### Available data
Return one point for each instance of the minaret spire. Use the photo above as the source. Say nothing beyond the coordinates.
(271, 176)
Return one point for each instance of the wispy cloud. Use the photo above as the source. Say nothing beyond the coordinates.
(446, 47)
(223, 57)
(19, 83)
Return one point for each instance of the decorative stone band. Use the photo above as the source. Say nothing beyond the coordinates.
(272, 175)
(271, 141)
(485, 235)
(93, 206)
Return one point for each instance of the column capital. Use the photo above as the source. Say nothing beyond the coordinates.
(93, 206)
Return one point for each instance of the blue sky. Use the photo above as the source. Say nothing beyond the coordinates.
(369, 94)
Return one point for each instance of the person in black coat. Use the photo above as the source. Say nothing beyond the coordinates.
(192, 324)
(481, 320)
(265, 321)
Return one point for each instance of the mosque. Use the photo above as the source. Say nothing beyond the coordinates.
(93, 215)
--
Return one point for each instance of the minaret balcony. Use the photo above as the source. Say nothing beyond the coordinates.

### Written request
How many lines of the records contain the word "minaret"? Reply with the number only.

### Complete answer
2